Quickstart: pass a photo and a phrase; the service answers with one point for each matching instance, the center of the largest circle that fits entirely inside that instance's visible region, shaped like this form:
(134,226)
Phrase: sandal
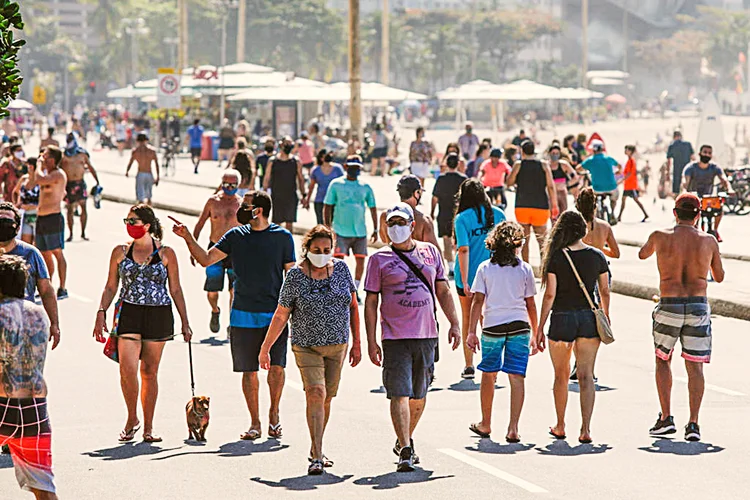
(316,468)
(129,434)
(250,435)
(275,430)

▬▬▬▬▬▬▬▬▬▬

--- Task goal ---
Every line above is to be given again exactly, apart from the pictures.

--- Output below ---
Quickstart: pass a photo and a phrase; the service answers with one point for each matching instance, the center of the largest circle that fits entirely inside that instance's visible region, shaped like this form:
(134,226)
Phrase: sandal
(316,468)
(129,434)
(250,435)
(275,430)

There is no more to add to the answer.